## TASK INSTRUCTIONS
Give back all of the data exactly. Leave nothing out.

## EXTRACTED MATERIAL
+++++

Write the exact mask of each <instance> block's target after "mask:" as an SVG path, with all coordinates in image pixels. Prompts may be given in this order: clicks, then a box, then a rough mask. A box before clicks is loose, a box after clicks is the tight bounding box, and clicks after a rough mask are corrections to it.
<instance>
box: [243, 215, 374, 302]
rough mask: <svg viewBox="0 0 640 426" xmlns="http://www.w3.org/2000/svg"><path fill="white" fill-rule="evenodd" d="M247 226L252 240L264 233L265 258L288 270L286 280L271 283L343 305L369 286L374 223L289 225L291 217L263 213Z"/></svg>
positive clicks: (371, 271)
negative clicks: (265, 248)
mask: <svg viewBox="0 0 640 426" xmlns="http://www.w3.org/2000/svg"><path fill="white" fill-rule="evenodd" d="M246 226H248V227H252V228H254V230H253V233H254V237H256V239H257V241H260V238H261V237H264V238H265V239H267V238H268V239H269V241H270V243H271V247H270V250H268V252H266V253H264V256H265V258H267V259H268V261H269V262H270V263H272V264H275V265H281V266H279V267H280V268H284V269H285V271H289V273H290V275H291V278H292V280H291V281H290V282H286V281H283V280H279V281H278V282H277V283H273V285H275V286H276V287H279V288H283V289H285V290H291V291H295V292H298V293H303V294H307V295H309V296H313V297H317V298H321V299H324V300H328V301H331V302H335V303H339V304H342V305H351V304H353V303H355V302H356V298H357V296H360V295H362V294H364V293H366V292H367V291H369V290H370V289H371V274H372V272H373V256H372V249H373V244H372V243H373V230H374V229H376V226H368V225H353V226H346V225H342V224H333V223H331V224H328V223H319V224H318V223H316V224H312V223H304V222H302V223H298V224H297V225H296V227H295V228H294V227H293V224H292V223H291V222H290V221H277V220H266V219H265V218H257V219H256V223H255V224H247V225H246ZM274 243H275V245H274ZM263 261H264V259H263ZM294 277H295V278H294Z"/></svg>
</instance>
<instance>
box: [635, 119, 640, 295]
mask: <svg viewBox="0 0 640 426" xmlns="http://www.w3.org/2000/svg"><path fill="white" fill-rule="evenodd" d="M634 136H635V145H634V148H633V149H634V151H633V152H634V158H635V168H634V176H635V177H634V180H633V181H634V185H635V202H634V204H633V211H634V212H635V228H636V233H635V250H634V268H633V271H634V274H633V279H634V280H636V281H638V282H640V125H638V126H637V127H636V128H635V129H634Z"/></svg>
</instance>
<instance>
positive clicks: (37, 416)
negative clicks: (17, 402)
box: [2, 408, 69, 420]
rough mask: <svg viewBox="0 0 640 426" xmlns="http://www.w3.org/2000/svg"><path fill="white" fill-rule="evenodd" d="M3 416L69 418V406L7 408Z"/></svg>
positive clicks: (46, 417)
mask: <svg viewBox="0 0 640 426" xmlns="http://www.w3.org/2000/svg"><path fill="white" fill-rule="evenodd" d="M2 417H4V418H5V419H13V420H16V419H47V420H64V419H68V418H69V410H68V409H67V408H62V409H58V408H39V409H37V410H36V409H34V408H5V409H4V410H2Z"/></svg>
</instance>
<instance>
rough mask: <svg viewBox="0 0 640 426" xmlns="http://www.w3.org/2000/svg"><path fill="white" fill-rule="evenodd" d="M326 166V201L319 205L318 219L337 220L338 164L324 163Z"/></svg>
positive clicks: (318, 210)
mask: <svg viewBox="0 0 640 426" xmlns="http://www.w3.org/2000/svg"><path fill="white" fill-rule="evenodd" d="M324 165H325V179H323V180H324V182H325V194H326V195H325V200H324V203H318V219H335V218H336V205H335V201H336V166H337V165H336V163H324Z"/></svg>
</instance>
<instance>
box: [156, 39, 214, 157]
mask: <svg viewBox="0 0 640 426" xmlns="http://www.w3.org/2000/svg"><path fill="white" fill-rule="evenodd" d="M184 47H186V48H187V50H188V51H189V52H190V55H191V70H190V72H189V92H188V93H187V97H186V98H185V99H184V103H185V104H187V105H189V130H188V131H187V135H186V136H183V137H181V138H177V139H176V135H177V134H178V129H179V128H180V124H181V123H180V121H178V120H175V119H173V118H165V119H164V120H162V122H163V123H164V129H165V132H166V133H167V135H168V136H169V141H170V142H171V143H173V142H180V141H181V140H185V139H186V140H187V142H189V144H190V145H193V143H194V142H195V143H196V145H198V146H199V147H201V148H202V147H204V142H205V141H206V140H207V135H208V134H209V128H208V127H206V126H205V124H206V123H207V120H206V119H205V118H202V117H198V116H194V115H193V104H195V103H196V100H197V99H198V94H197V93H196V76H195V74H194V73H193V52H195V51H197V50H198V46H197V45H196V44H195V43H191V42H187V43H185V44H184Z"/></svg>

+++++

## SOLUTION FOR THIS TASK
Write the exact mask of each <instance> block's target after "mask:" as an SVG path, with all coordinates in image pixels. Prompts may be given in this order: clicks, then a box, then a rough mask. A box before clicks is loose, a box after clicks is the tight bounding box, and clicks after a rough mask are corrections to it.
<instance>
box: [243, 215, 374, 302]
rough mask: <svg viewBox="0 0 640 426" xmlns="http://www.w3.org/2000/svg"><path fill="white" fill-rule="evenodd" d="M247 226L252 240L264 233L265 258L288 270L286 280L271 283L343 305L369 286L374 223L289 225L291 217L263 213Z"/></svg>
positive clicks: (371, 271)
negative clicks: (265, 248)
mask: <svg viewBox="0 0 640 426" xmlns="http://www.w3.org/2000/svg"><path fill="white" fill-rule="evenodd" d="M246 226H248V227H252V228H254V230H253V233H254V237H256V239H257V241H260V238H261V237H264V238H265V239H267V238H268V239H269V241H270V243H271V247H270V250H268V252H266V253H264V256H265V258H267V259H268V261H269V262H270V263H272V264H275V265H281V266H279V267H280V268H284V269H285V271H289V273H290V275H291V278H292V280H291V281H290V282H286V281H283V280H279V281H278V282H277V283H273V285H275V286H276V287H279V288H283V289H285V290H291V291H295V292H298V293H303V294H307V295H309V296H313V297H317V298H321V299H324V300H328V301H331V302H335V303H339V304H342V305H351V304H353V303H355V302H356V298H357V296H360V295H362V294H364V293H366V292H367V291H369V290H370V289H371V274H372V272H373V256H372V249H373V244H372V243H373V230H374V229H376V226H368V225H353V226H346V225H342V224H333V223H331V224H328V223H319V224H318V223H316V224H312V223H304V222H302V223H298V224H297V225H296V227H295V228H294V227H293V224H292V223H291V222H290V221H277V220H266V219H265V218H257V219H256V223H255V224H247V225H246ZM274 243H275V245H274ZM263 261H264V259H263ZM294 277H295V278H294Z"/></svg>
</instance>
<instance>
box: [635, 119, 640, 295]
mask: <svg viewBox="0 0 640 426" xmlns="http://www.w3.org/2000/svg"><path fill="white" fill-rule="evenodd" d="M634 136H635V145H634V148H633V149H634V151H633V152H634V158H635V168H634V176H635V177H634V180H633V181H634V185H635V202H634V204H633V211H634V212H635V228H636V233H635V250H634V268H633V271H634V274H633V279H634V280H636V281H638V282H640V125H638V126H637V127H636V128H635V129H634Z"/></svg>
</instance>
<instance>
positive clicks: (37, 416)
negative clicks: (17, 402)
box: [2, 408, 69, 420]
rough mask: <svg viewBox="0 0 640 426" xmlns="http://www.w3.org/2000/svg"><path fill="white" fill-rule="evenodd" d="M3 416L69 418V406L7 408Z"/></svg>
positive clicks: (46, 417)
mask: <svg viewBox="0 0 640 426" xmlns="http://www.w3.org/2000/svg"><path fill="white" fill-rule="evenodd" d="M2 417H4V418H5V419H13V420H16V419H47V420H64V419H68V418H69V410H68V409H67V408H62V409H58V408H39V409H37V410H36V409H34V408H5V409H4V410H2Z"/></svg>
</instance>
<instance>
rough mask: <svg viewBox="0 0 640 426" xmlns="http://www.w3.org/2000/svg"><path fill="white" fill-rule="evenodd" d="M326 166V201L319 205L318 219L337 220L338 164L324 163Z"/></svg>
positive clicks: (318, 210)
mask: <svg viewBox="0 0 640 426" xmlns="http://www.w3.org/2000/svg"><path fill="white" fill-rule="evenodd" d="M324 165H325V179H323V180H324V182H325V194H326V195H325V200H324V203H318V219H335V218H336V205H335V201H336V166H337V165H336V163H324Z"/></svg>
</instance>
<instance>
box: [156, 39, 214, 157]
mask: <svg viewBox="0 0 640 426" xmlns="http://www.w3.org/2000/svg"><path fill="white" fill-rule="evenodd" d="M184 47H186V48H187V50H188V51H189V52H190V55H191V70H190V72H189V92H188V93H187V97H186V98H185V99H184V103H185V104H187V105H189V130H188V131H187V135H186V136H183V137H181V138H177V139H176V135H177V134H178V129H179V128H180V124H181V123H180V121H178V120H175V119H173V118H165V119H164V120H162V122H163V123H164V129H165V132H166V133H167V135H168V136H169V141H170V142H171V143H173V142H180V141H181V140H185V139H186V140H187V142H189V144H190V145H193V143H194V142H195V143H196V145H198V146H199V147H201V148H202V147H204V142H205V141H206V140H207V135H208V134H209V128H208V127H206V126H205V124H206V123H207V120H206V119H205V118H202V117H198V116H194V115H193V104H195V103H196V100H197V99H198V94H197V93H196V76H195V74H194V73H193V52H195V51H197V50H198V46H197V45H196V44H195V43H191V42H187V43H185V44H184Z"/></svg>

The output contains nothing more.